### Activity:
No pictures should be carried over. Output all other parts of the entries verbatim.

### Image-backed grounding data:
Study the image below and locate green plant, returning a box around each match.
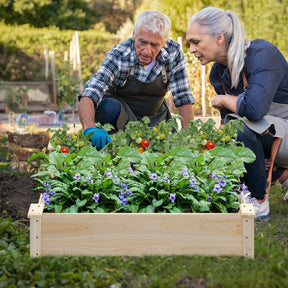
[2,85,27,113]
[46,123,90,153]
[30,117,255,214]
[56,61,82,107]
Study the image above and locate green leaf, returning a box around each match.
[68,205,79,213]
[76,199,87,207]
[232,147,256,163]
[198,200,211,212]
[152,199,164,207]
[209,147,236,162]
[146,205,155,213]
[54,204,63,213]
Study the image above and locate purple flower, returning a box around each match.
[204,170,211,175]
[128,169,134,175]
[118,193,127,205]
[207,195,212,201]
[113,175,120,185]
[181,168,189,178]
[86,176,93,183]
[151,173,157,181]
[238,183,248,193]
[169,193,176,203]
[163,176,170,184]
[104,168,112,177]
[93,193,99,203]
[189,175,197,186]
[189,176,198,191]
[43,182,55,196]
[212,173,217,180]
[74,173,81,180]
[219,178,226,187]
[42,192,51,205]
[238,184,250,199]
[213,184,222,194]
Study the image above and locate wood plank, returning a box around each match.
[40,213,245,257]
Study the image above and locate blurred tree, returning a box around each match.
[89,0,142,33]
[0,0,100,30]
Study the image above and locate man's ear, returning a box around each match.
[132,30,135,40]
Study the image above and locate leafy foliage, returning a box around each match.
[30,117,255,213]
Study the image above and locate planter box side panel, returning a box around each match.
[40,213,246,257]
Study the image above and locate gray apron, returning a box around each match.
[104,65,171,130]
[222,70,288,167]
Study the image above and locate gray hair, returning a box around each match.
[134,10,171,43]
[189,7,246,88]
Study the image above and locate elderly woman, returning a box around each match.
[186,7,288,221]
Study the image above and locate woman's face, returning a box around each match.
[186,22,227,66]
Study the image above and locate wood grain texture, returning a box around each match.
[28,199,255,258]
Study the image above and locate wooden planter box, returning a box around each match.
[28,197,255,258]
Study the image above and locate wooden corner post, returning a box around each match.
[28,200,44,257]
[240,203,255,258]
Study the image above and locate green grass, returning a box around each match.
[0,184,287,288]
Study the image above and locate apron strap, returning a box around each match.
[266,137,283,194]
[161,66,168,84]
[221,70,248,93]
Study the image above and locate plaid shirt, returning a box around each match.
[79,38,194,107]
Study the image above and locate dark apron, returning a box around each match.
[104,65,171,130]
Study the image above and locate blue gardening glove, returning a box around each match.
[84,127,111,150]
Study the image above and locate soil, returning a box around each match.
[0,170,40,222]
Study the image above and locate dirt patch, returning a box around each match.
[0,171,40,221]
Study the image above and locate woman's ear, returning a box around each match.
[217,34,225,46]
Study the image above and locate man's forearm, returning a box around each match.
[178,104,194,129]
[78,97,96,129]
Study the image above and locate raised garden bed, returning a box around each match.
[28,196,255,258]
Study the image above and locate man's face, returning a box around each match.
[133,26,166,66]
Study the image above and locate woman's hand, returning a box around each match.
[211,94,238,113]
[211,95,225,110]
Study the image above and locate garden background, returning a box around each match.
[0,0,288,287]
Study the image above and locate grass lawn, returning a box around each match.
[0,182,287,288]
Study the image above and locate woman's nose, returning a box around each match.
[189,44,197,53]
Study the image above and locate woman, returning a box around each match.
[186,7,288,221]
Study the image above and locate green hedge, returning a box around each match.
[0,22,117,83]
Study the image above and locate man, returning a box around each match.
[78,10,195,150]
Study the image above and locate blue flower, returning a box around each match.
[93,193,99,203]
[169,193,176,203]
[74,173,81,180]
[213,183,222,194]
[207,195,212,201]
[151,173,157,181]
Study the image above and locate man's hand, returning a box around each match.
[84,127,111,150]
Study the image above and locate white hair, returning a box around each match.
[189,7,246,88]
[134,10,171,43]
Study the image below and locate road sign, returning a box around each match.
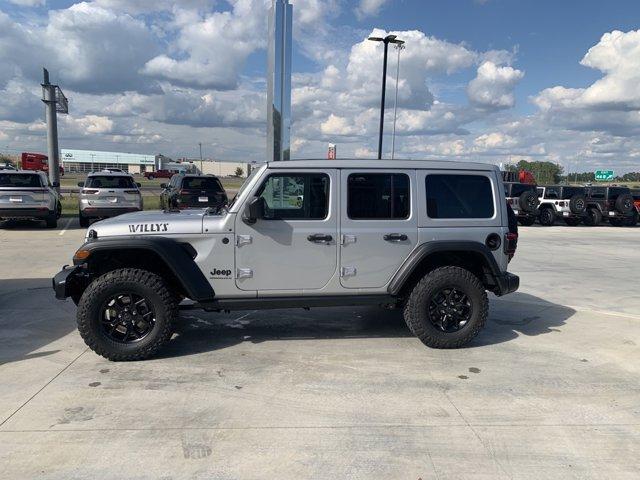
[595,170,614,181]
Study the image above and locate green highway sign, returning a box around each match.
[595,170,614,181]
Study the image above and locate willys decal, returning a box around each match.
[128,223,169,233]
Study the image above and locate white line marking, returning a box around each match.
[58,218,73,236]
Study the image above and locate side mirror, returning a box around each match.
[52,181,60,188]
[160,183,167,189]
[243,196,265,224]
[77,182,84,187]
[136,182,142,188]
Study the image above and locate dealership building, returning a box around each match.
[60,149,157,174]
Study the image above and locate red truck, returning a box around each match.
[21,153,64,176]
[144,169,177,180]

### Exercise result:
Study the image below and locate green plant, returning a box around each match.
[2,85,27,113]
[46,123,90,153]
[30,117,255,214]
[56,61,82,107]
Study the image above and locate green leaf, returning a box around each match.
[68,205,79,213]
[76,199,87,207]
[232,147,256,163]
[198,200,211,212]
[152,199,164,207]
[209,147,236,162]
[146,205,155,213]
[54,204,63,213]
Study the image above and locate purple flower, returning a box around each match.
[204,170,211,175]
[128,169,134,175]
[118,193,127,205]
[207,195,212,201]
[113,175,120,185]
[181,168,189,178]
[86,176,93,183]
[151,173,157,181]
[238,183,248,193]
[169,193,176,203]
[163,176,170,184]
[104,168,112,177]
[93,193,99,203]
[189,175,197,186]
[189,176,198,191]
[43,182,55,196]
[212,173,217,180]
[74,173,81,180]
[219,178,226,187]
[42,192,51,205]
[238,184,250,199]
[213,184,222,194]
Study the image above and locate wood plank, returning a box around each match.
[40,213,245,257]
Study the image above and locate blurred tree, returning a box around each match.
[89,0,142,33]
[0,0,100,30]
Study the image above and locate man's ear, returning a box around each match.
[132,30,135,40]
Study the image above and locate leafy foliage, returning a box around each match.
[30,117,255,213]
Study the image above and locate planter box side panel, returning a box around each match.
[40,213,246,257]
Study the image above and locate gray apron, returning a box around each match.
[104,65,171,130]
[222,70,288,167]
Study the image above and locate gray hair, returning a box around each match.
[134,10,171,43]
[189,7,246,88]
Study the image above and locate elderly woman, returning a box around each match.
[186,7,288,221]
Study the image above and locate woman's face, returning a box around each match.
[186,22,227,66]
Study the image above and locate wood grain texture, returning a box around each match.
[28,199,255,258]
Study the image above and locate wooden planter box, returning a box around each match.
[28,197,255,258]
Study the image above and locate wooden corner post, returning a box around each match.
[28,200,44,257]
[240,203,255,258]
Study the image above and locate green grass, returning a box around each match.
[0,184,287,288]
Study the image above and locate apron strap, returning a box around each match.
[266,137,283,194]
[161,66,168,84]
[221,70,248,93]
Study the image above and locate plaid shirt, returning a box around each match.
[79,38,194,107]
Study the image above and locate dark apron, returning a box around each match.
[104,65,171,130]
Study the image above and locate blue gardening glove, returning a box around each match.
[84,127,111,150]
Study the image above and locate soil, returning a box around each match.
[0,170,40,222]
Study the image above and locate dirt patch, returning a box around each match.
[0,171,40,221]
Study the image above and locate woman's ear, returning a box around each match.
[217,34,225,46]
Study the image above and locate man's forearm, returning a box around each match.
[178,104,194,129]
[78,97,96,129]
Study the image above and locate raised garden bed, returning a box around each match.
[28,196,255,258]
Study the image above and locate man's face, returning a box around each match.
[133,26,166,66]
Study the image above and locate woman's hand, returning a box around each match.
[211,94,238,113]
[211,95,225,110]
Study the image above and locate garden background, returning a box around each match.
[0,0,288,287]
Study the image above and locate grass lawn, returning a box around each match.
[0,182,287,288]
Study the image above and locate woman's nose, returning a box around each match.
[189,44,197,53]
Study the image above and locate woman, returning a box around each match.
[186,7,288,221]
Study the image above and locate green hedge, returning a box around each match.
[0,22,117,83]
Study the image above and locate man, returning a box around each match.
[78,10,195,150]
Study the image above and locate blue flower, returning a box around each match.
[93,193,99,203]
[169,193,176,203]
[74,173,81,180]
[213,183,222,194]
[207,195,212,201]
[151,173,157,181]
Study the image above and locate man's hand, returning a box around each match.
[84,127,111,150]
Study the image above and locate white hair, returning a box around each match.
[189,7,246,88]
[134,10,171,43]
Study the image below and locate road sign, returning a box around each match.
[595,170,614,181]
Study the image above and locate green highway sign, returning a box around each match.
[595,170,614,181]
Study the image above and locate willys decal, returning a box around each match.
[128,223,169,233]
Study the image above and locate white line marking, returning a box around each match.
[58,218,73,236]
Study the image above and locate side mirror, returning a box around each match.
[52,181,60,188]
[160,183,167,189]
[243,196,265,224]
[77,182,84,187]
[136,182,142,188]
Study the image above and locate dealership building, returning a box around each match.
[60,149,157,174]
Study the image above and locate red truck, returning a box around each match.
[21,153,64,176]
[144,169,177,180]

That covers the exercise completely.